Disposer d'un cadre juridique adapté, c'est-à-dire d'un cadre qui reconnaisse l'existence des échanges électroniques sans leur réserver un sort particulier ; disposer de nouveaux modes de régulations des réseaux, qui fassent intervenir acteurs publics et privés pour garantir la mobilisation de tous, tel est le chantier qui est actuellement à l'oeuvre. Tel est le moyen d'assurer la confiance de tous dans les réseaux.
3. Ouvrir cet espace au plus grand nombre
Car il nous faut garantir - et c'est un enjeu de nature politique - que la révolution numérique ne laisse personne au bord du chemin. Je pense à ceux des citoyens qui n'ont pas encore accès à la société de l'information, mais aussi aux petites entreprises, qui doivent pouvoir bénéficier de l'internet ou encore aux territoires les moins accessibles qui doivent être en mesure de tirer parti de la société de l'information. L'égalité des citoyens, des entreprises et des territoires face à la société de l'information constitue un défi qu'il nous faut savoir relever.
Trois éléments me paraissent à ce titre essentiels :
· Il nous faut tout d'abord inciter à une grande diversité de contenus sur internet, notamment pour favoriser l'implication des petites entreprises dans les réseaux.
Cette journée a permis d'aborder la question du pluralisme de l'information. Je ne reviendrai par sur un tel enjeu mais rappellerai simplement que, dans la contribution française à l'initiative eEurope de la Commission européenne, le Gouvernement a demandé que soit mis en place un programme de soutien au développement et à l'utilisation de contenu européen sur l'internet. J'ai pour ma part développé un programme, intitulé UCIPE, qui permet de soutenir les projets coopératifs de PME qui souhaitent tirer parti des réseaux. Avec la Ministre de la Culture et de la Communication, j'ai mis en place un dispositif spécifique, PRIAMM, qui permet d'aider les projets innovants dans le domaine de l'audiovisuel et du multimédia.
· Il nous faut ensuite développer les réseaux de la société de l'information, de telle sorte que chacun, où qu'il soit dans le territoire puisse bénéficier au meilleur prix et dans les meilleures conditions de qualité d'un accès à internet.
L'accès à l'internet est assuré en France sur tout le territoire à des tarifs désormais inférieurs au prix des communications locales. Le Gouvernement souhaite accélérer le développement des services à haut débit. C'est pourquoi il faut permettre à l'ensemble des opérateurs de fournir des services fondés sur des technologies xDSL et stimuler ainsi la fourniture d'offres à haut débit au bénéfice de l'ensemble des utilisateurs. Pour cela, comme l'ensemble des pays de l'Union européenne l'ont décidé à Lisbonne, nous allons introduire le dégroupage de la boucle locale. Je prépare un décret qui sera applicable dès 2001.

▶ [ENREGISTREMENTS EXTRAITS]

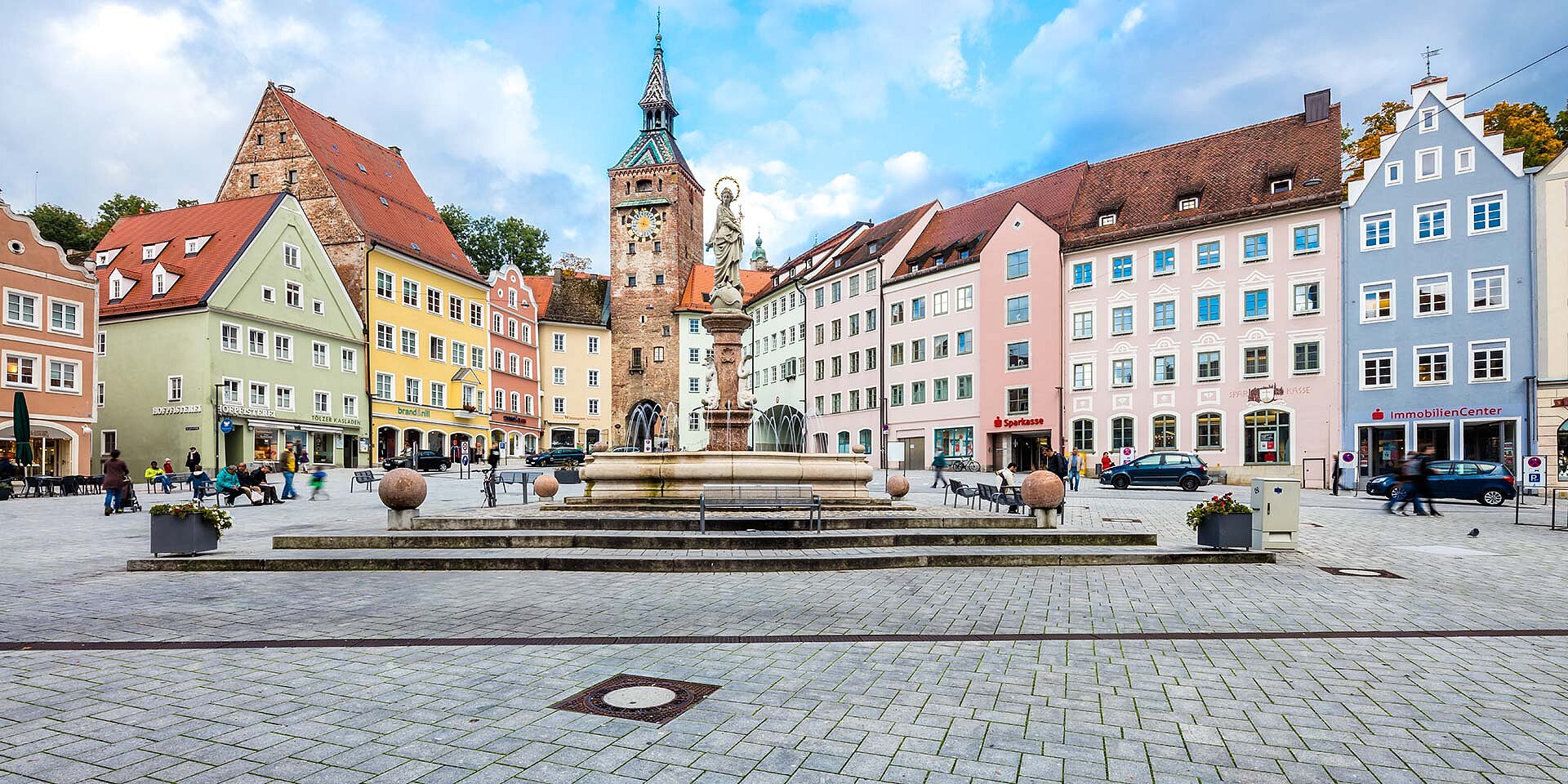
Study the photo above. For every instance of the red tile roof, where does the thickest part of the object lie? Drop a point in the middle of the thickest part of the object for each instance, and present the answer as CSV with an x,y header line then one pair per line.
x,y
378,190
971,225
231,225
1228,172
882,235
702,283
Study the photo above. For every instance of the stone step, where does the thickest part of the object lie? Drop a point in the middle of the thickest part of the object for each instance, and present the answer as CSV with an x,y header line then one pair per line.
x,y
698,560
686,521
720,541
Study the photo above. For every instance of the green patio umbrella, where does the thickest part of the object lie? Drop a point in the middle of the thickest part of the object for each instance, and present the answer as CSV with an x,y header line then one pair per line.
x,y
22,427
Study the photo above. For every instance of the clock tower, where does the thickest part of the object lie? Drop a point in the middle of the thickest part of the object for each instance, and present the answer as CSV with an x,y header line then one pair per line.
x,y
656,238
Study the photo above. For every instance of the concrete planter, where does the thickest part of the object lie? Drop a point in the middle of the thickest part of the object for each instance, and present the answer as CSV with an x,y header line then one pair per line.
x,y
182,535
1227,530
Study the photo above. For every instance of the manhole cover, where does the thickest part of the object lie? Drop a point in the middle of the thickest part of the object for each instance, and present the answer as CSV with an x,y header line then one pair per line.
x,y
1344,571
637,698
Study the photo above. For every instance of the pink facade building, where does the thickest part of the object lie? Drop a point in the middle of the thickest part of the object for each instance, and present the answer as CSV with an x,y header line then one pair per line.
x,y
1201,298
514,369
974,330
844,337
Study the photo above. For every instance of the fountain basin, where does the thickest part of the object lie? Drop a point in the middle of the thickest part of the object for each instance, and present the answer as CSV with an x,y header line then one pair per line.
x,y
625,475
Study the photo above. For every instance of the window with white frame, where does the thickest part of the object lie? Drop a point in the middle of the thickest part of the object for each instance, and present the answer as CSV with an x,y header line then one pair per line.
x,y
1432,221
1377,369
1377,301
1489,361
1429,163
1432,364
1377,231
1432,295
1489,289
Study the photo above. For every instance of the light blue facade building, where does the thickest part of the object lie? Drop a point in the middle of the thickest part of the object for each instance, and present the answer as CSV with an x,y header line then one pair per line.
x,y
1438,292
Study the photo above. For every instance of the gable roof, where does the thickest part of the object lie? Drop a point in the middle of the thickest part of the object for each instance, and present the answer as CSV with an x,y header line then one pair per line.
x,y
702,281
1228,173
879,235
231,226
378,190
571,298
971,225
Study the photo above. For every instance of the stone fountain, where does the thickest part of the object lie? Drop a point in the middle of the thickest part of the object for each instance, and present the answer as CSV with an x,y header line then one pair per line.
x,y
629,479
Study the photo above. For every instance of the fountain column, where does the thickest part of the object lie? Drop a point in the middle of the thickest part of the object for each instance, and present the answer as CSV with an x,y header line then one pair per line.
x,y
728,424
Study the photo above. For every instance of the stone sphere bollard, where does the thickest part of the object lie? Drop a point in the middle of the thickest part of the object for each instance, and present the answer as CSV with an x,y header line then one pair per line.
x,y
402,490
546,487
898,487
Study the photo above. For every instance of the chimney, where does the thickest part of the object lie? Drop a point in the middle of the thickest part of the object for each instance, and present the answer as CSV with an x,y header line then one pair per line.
x,y
1316,105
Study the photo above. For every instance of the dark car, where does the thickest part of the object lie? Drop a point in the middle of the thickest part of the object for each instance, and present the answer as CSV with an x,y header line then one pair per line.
x,y
422,460
1169,470
1490,483
557,457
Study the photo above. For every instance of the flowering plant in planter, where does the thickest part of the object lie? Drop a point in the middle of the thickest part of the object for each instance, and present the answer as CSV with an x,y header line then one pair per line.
x,y
216,518
1215,506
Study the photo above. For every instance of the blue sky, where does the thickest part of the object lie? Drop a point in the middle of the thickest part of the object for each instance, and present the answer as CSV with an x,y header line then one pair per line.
x,y
825,112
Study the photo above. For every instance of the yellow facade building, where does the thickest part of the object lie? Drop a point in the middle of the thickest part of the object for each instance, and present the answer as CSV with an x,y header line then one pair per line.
x,y
574,358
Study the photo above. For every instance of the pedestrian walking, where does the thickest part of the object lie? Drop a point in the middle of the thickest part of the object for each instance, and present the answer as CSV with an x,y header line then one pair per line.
x,y
117,475
291,468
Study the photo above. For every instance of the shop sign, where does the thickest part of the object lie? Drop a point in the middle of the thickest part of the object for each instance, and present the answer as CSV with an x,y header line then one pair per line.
x,y
1435,412
1018,422
158,412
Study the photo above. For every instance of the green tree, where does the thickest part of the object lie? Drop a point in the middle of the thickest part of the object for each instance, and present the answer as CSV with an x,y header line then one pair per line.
x,y
1526,126
115,209
492,243
61,226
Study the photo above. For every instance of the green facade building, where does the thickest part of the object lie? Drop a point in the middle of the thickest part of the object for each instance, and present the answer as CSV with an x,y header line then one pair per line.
x,y
220,317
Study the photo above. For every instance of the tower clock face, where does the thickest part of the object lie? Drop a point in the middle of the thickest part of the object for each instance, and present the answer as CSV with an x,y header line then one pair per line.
x,y
645,223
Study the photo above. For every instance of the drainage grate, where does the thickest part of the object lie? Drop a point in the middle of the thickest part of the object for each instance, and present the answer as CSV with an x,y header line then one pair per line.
x,y
1351,571
639,698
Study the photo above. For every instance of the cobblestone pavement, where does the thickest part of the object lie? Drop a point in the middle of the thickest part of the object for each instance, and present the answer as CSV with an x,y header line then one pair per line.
x,y
1356,707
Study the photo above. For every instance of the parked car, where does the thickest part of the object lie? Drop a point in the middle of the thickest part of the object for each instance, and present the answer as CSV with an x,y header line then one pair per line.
x,y
422,460
557,457
1490,483
1172,470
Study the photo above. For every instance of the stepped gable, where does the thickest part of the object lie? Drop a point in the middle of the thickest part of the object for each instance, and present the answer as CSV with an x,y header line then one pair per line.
x,y
378,190
1230,173
229,226
882,235
971,225
693,298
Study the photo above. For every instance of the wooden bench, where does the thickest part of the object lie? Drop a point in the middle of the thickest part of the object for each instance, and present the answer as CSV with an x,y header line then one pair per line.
x,y
369,479
760,497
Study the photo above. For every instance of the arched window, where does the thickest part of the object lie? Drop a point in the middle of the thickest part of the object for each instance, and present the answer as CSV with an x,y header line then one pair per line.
x,y
1084,434
1209,431
1121,433
1164,431
1267,436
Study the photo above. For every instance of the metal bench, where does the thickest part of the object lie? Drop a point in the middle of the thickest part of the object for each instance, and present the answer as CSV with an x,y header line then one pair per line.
x,y
760,497
364,477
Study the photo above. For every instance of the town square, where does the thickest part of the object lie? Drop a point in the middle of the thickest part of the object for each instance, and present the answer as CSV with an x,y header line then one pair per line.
x,y
783,392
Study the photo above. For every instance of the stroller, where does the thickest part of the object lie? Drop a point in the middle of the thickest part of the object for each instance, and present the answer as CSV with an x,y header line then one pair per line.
x,y
127,499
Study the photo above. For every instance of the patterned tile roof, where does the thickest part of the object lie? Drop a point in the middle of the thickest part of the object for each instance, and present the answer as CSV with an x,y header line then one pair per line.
x,y
231,225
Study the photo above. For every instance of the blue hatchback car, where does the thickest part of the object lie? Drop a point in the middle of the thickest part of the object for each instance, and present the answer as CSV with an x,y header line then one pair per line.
x,y
1490,483
1170,470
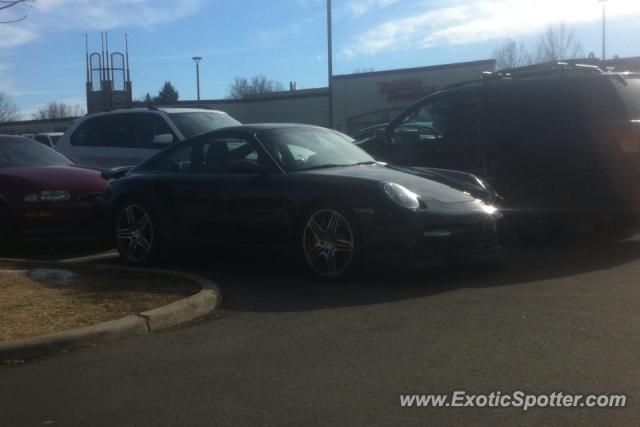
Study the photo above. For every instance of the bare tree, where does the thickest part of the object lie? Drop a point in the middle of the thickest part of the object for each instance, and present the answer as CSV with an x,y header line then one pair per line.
x,y
8,111
558,42
511,55
243,88
58,110
5,5
167,94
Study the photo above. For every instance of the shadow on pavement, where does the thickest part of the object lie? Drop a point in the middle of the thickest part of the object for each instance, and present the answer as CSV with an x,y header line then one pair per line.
x,y
257,281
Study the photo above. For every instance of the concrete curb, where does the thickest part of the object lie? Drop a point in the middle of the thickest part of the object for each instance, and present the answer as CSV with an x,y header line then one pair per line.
x,y
194,307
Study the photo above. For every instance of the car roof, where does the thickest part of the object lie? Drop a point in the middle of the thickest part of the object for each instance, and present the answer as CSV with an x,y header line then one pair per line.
x,y
10,138
168,110
256,127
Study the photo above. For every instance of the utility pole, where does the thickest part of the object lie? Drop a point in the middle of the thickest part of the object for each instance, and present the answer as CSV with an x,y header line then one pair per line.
x,y
197,60
604,29
330,60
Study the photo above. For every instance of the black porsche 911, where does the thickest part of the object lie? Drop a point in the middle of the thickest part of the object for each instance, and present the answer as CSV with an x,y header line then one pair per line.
x,y
304,188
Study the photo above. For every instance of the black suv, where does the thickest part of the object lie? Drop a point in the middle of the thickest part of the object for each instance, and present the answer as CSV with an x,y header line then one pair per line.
x,y
561,144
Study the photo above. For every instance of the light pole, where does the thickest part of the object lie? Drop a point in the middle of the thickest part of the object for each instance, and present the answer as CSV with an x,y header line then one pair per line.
x,y
197,60
330,60
604,29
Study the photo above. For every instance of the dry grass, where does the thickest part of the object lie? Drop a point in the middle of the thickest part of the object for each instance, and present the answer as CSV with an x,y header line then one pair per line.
x,y
36,304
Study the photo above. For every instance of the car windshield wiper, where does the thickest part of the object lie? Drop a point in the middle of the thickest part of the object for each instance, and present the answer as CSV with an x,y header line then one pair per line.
x,y
336,165
325,166
368,162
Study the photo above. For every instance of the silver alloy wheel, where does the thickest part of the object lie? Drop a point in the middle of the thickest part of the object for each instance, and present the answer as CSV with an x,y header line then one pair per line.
x,y
134,233
328,243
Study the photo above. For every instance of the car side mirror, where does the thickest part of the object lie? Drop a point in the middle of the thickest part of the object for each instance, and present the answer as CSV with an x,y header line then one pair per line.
x,y
163,139
248,167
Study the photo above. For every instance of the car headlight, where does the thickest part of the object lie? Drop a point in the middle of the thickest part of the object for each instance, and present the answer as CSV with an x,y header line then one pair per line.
x,y
401,195
48,196
481,183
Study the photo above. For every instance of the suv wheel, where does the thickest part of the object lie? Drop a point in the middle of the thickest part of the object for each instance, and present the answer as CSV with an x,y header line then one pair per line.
x,y
330,243
136,232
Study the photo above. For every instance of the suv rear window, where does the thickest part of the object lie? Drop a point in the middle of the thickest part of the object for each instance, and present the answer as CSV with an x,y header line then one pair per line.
x,y
195,123
630,94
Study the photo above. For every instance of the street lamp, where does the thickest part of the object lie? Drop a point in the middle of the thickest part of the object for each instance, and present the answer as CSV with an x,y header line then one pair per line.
x,y
330,60
604,28
197,60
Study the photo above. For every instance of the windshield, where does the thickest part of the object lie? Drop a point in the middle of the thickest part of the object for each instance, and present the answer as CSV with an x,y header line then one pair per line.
x,y
297,149
195,123
630,94
20,152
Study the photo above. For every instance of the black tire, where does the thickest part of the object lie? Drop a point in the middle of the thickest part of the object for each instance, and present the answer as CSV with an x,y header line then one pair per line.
x,y
8,234
330,251
136,233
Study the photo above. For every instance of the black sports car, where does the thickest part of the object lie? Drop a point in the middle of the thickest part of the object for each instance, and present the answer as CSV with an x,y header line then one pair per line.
x,y
305,188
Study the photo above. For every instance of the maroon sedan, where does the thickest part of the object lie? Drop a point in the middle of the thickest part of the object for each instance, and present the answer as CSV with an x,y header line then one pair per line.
x,y
42,193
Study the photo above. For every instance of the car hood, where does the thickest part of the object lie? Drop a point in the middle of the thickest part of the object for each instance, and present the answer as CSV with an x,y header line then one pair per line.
x,y
77,180
428,187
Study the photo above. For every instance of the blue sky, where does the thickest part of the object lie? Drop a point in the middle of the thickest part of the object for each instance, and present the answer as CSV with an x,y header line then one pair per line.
x,y
42,57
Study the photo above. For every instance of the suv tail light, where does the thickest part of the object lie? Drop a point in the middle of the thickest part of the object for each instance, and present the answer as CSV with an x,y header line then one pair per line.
x,y
626,138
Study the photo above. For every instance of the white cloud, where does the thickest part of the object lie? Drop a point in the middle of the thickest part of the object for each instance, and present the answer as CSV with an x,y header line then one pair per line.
x,y
279,35
459,22
49,16
361,7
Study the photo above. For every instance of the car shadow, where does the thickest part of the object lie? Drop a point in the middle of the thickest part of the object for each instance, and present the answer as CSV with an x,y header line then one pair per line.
x,y
256,282
259,281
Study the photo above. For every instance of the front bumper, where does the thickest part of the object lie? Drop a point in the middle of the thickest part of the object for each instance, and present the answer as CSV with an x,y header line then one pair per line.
x,y
419,239
65,219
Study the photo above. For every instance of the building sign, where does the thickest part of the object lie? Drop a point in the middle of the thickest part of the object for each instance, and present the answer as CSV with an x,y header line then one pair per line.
x,y
404,90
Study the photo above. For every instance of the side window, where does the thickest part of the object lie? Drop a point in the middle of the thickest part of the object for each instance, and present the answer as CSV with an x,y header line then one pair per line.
x,y
177,160
43,140
427,123
532,108
217,155
149,127
87,134
119,130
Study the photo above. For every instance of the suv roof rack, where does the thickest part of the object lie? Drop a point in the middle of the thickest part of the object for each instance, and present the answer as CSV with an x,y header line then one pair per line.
x,y
532,71
550,68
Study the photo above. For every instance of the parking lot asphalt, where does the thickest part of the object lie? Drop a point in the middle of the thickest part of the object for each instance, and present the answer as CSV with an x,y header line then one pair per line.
x,y
287,351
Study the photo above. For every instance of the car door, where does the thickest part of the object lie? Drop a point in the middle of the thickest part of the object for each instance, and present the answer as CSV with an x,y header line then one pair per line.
x,y
442,132
236,198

▶ [CONSIGNE 1] Relevez tous les noms d'initiatives, de programmes ou de dispositifs que cite le texte sur la société de l'information.
▶ [CONSIGNE 2]
Répondez aux questions suivantes d'après le texte sur la société de l'information.
(a) Quels acteurs les nouveaux modes de régulation des réseaux doivent-ils faire intervenir ?
(b) Avec quelle ministre le dispositif PRIAMM a-t-il été mis en place ?
(c) À partir de quand le décret en préparation sera-t-il applicable ?
Les enregistrements forment un matériau à part, distinct du texte fourni.

▶ [RÉPONSE ATTENDUE 1] eEurope (initiative de la Commission européenne), UCIPE, PRIAMM

▶ [RÉPONSE ATTENDUE 2]
(a) Des acteurs publics et privés.
(b) La Ministre de la Culture et de la Communication.
(c) Dès 2001.